## Text shown

————

# Furnace mounted on its side....



## acefurnacefixer (Nov 24, 2006)

I dont know if the current furnace that you have is sutable for such a aplication. But you purchace a top of the line Lennox that is designed for just such an application.


----------



## trollmastergeneral (Dec 19, 2006)

most manufactures of furnaces make furnaces for horizantol installs:jester:


----------



## acefurnacefixer (Nov 24, 2006)

I think thats common knowllage


----------



## troubleseeker (Sep 25, 2006)

acefurnacefixer said:


> I think thats common knowllage[/quote
> 
> Hopefully to those in the ac/heat trades, but not to a homeowner.
> 
> And even that "hopefully" is not always true. I had an ac contractor install a gas furnace horizontally in an attic on a job several years ago. When I went into the attic , the access door was facing up on the unit, thus putting all of the wiring directly above the burner. When I questioned him about this, he became angry and loudly stressed to me that he had been in the business for more than 15 years and this was a furnace rated for either vertical or horizontal applications. I found the installation manuel in the trash pile, and he was right, problem was it could be laid horizontally on either it's right or left side, not on it's back like he had it. I called the distributor and he verified that my interpretation was correct, and finally the installer changed the orientation with much grumbling about how much this was costing him because he was going to have to remake both the supply and return air plenums.

————

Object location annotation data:
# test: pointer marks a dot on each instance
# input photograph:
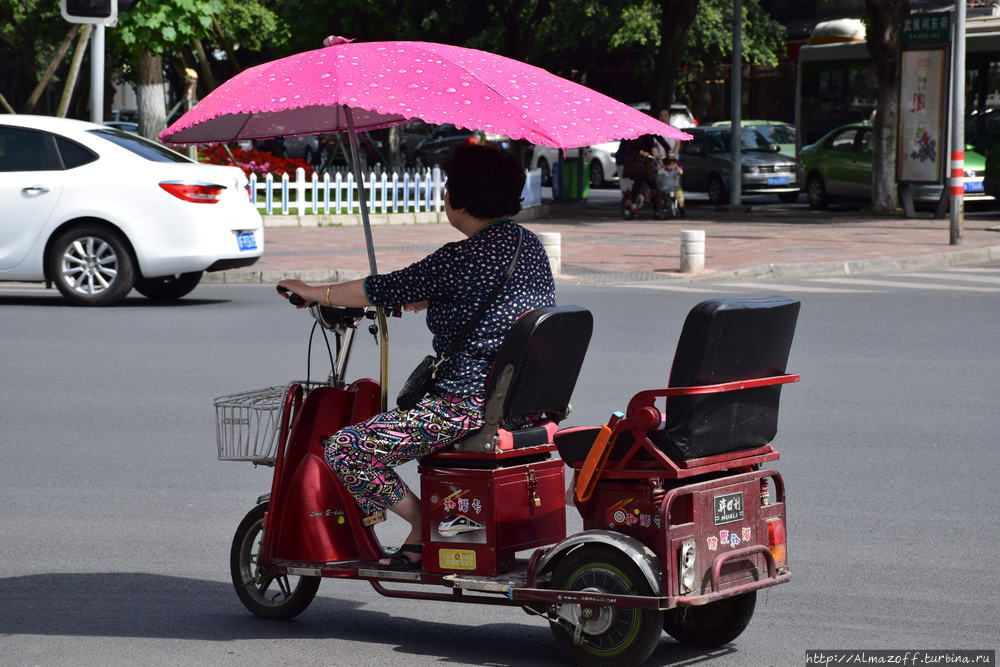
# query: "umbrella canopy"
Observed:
(388, 83)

————

## Requirement 1
Reproduce word for word everything in the furnace thread from "## troubleseeker (Sep" down to "to a homeowner.".
## Requirement 2
Extend the forum thread about mounting a furnace on its side, picking up right after its last sentence.

## Final result 1
## troubleseeker (Sep 25, 2006)

acefurnacefixer said:


> I think thats common knowllage[/quote
> 
> Hopefully to those in the ac/heat trades, but not to a homeowner.

## Final result 2
----------



## #CARRIERMAN (Oct 18, 2006)

Hi jbob

All major manufacturers produce a horizontal furnace in some capacity. The one thing to be careful about is a 90 plus condensing furnace. They can be installed if horizontally equipped. You just need to take care in disposal of the condensate, follow the manufacturers approved method, I don't care how much experinece someone has as this. The manufacturer knows what this equipment was designed to do.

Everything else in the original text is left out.